▶ _WORK TO DO_: Nothing but the lines from the line with "the palm frond" through the end of the data is to be copied, and each is to be copied exactly.

-- START --

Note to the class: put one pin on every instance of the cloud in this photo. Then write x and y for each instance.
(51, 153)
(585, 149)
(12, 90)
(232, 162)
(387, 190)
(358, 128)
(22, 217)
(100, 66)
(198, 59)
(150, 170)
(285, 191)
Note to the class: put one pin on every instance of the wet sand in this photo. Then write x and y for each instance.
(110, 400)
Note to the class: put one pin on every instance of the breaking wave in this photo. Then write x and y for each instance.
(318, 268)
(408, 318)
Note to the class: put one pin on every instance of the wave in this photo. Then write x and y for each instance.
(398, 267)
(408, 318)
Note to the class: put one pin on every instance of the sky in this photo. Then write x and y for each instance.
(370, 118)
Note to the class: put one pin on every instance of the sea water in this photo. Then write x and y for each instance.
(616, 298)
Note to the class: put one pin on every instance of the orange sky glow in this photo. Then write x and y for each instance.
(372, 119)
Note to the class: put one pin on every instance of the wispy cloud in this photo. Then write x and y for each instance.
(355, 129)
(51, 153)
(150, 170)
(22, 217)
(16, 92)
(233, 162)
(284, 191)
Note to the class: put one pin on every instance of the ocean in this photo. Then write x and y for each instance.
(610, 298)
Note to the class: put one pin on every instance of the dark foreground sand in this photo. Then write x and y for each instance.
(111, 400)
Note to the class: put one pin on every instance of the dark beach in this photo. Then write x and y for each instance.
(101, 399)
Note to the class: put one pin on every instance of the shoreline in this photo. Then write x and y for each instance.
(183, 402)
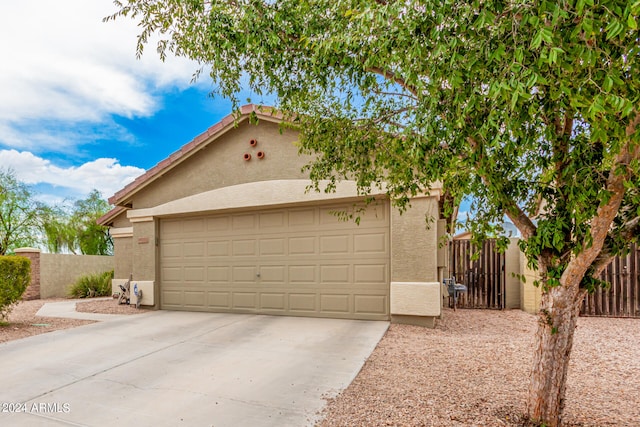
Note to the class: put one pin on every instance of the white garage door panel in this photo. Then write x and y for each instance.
(301, 261)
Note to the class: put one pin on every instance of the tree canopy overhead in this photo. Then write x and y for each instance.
(531, 107)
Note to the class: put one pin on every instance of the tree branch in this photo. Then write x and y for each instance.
(606, 213)
(511, 209)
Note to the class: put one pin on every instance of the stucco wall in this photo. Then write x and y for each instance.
(414, 246)
(123, 257)
(144, 251)
(530, 295)
(59, 271)
(221, 164)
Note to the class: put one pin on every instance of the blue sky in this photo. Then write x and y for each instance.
(78, 111)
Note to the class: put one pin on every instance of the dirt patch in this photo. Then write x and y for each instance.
(23, 321)
(473, 370)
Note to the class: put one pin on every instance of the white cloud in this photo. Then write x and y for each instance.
(60, 61)
(105, 175)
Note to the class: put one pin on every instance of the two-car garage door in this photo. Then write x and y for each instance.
(300, 261)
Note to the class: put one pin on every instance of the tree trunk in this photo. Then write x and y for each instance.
(554, 339)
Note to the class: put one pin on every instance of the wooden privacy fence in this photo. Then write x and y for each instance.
(622, 298)
(484, 276)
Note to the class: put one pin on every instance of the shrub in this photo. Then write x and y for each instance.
(97, 284)
(15, 276)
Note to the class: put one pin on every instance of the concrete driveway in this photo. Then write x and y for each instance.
(168, 368)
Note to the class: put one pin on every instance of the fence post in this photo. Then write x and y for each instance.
(33, 290)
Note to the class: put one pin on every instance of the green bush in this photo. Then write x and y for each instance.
(15, 276)
(97, 284)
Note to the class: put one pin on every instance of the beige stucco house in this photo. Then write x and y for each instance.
(226, 224)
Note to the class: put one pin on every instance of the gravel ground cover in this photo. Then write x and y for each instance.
(472, 370)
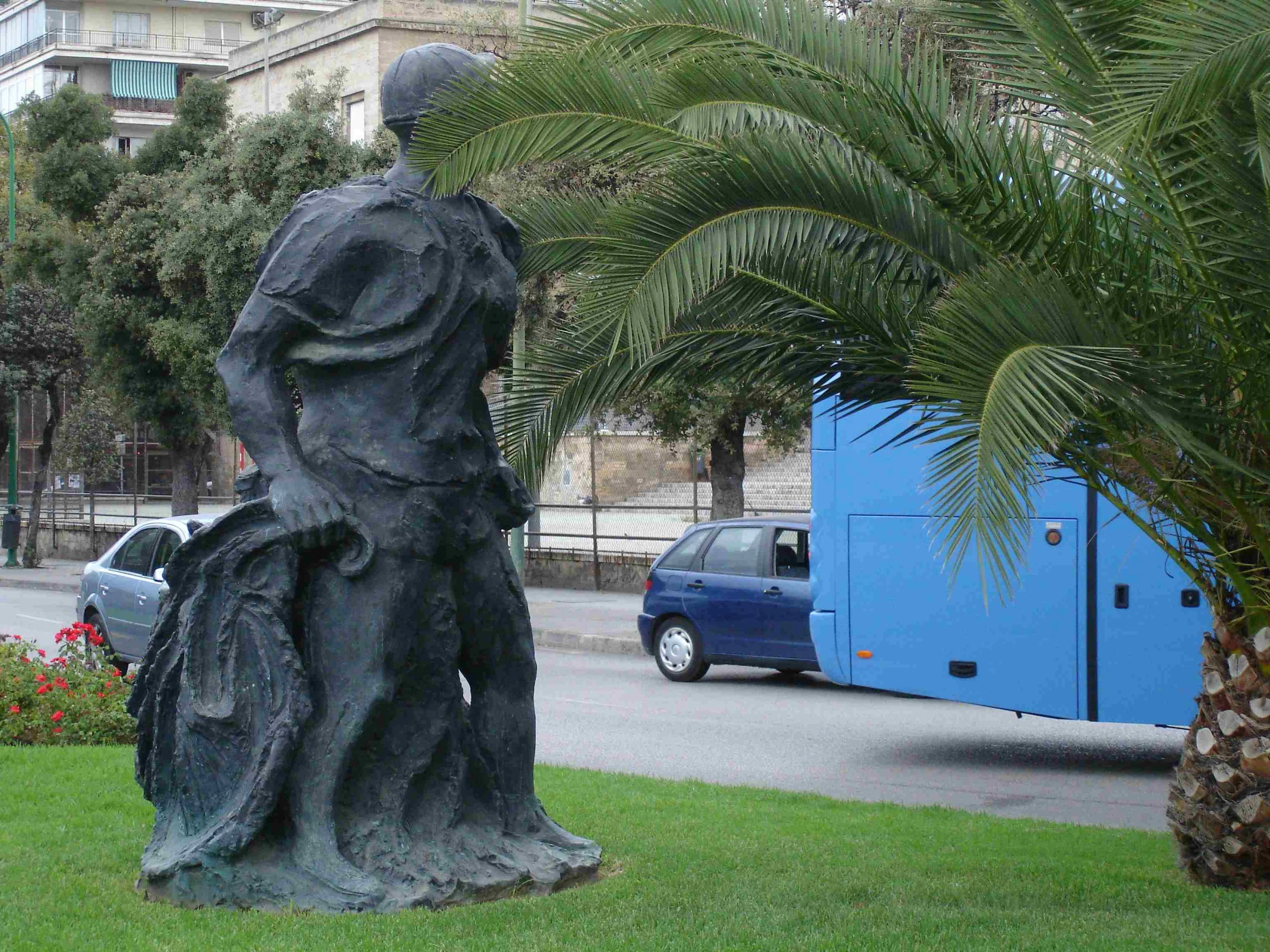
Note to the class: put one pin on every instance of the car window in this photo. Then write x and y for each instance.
(685, 553)
(734, 551)
(136, 553)
(167, 546)
(791, 555)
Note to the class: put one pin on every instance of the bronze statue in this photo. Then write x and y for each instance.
(303, 726)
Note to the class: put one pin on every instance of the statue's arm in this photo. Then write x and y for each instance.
(253, 369)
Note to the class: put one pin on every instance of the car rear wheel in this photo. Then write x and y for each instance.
(96, 621)
(679, 653)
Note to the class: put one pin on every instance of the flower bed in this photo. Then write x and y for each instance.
(73, 697)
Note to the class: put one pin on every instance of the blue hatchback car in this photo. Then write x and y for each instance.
(731, 592)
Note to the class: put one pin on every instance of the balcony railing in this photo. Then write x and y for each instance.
(108, 40)
(135, 104)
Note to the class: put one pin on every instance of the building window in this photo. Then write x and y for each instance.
(132, 30)
(62, 26)
(56, 78)
(355, 119)
(26, 27)
(221, 34)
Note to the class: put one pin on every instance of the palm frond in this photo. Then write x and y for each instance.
(1009, 361)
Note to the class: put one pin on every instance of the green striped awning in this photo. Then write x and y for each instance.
(138, 79)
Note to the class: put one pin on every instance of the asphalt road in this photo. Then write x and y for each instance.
(754, 727)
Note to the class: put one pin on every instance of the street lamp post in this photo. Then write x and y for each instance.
(12, 562)
(268, 22)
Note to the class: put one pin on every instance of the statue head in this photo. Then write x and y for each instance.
(416, 77)
(410, 84)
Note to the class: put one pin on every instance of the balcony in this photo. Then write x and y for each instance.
(138, 104)
(109, 42)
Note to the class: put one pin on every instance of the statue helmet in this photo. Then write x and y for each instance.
(416, 77)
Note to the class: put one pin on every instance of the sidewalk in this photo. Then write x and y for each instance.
(565, 619)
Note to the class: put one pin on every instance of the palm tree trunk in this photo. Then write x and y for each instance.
(187, 465)
(728, 469)
(40, 478)
(1220, 801)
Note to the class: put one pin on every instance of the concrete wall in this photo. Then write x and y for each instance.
(74, 542)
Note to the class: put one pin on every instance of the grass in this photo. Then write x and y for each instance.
(699, 867)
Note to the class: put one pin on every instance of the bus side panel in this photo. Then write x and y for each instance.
(1149, 653)
(924, 638)
(828, 567)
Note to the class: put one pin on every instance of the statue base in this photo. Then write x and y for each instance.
(471, 866)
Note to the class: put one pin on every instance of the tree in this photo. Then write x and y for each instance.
(714, 414)
(1073, 269)
(87, 446)
(202, 112)
(40, 353)
(74, 172)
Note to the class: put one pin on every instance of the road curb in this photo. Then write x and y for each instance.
(578, 642)
(543, 638)
(38, 584)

-- END --

▶ _ANSWER BELOW_:
Note to the class: put one pin on every instance of the palm frond in this photo. Then write x and y for each instance.
(1009, 361)
Note to the class: put one pin on every instance of the green striped awning in this photo. Then write x and y for each instance.
(138, 79)
Note to the class: put one pin on every instance of the asphalt road in this photo. Then write x and y for each instance.
(754, 727)
Note to the class: put one pin on every instance of the street lamp post in this photo. Then write x and y for each instance.
(12, 562)
(268, 22)
Note to the class: put one pin on every instance of the statue head in this photo. Then write x and y for each instance.
(416, 77)
(410, 84)
Note to the class: put one pin on every instance of the balcony in this photo. Then write x and y for each instance.
(138, 104)
(109, 42)
Note to the class: put one pin on every instance of the statue helmet in this photo. Then write x and y for each instance.
(416, 77)
Note to the class: put one pin on every instance of the sidewalk in this photo. Then write x and y for each instance.
(565, 619)
Note to the class: put one pin on every instance of the palm tree trunk in this photo. Then write x and y for each instance.
(187, 465)
(728, 469)
(40, 478)
(1220, 801)
Note to the class: put one pin on every instance of the concrete wall in this photo. Then write x and y for each instance.
(74, 542)
Note to the class: put one pin on every instance of the grass in this photo. Then write x and y for each instance.
(699, 867)
Note to the class: put one pin on every instance of the bus side panel in this photo. Then write x and y for each instance.
(1149, 653)
(924, 638)
(828, 567)
Note to the class: put one pin on every instance of the statue base in this photo. Then write x and y for each instance.
(471, 866)
Note to the class: put one pin on every instance of the tree in this photo. Then write x and y for each instance.
(714, 414)
(1073, 269)
(87, 446)
(202, 112)
(40, 353)
(74, 172)
Note to the class: put one pin on every instance of the road curb in this photo. Then write x and y for each instance.
(578, 642)
(543, 638)
(38, 584)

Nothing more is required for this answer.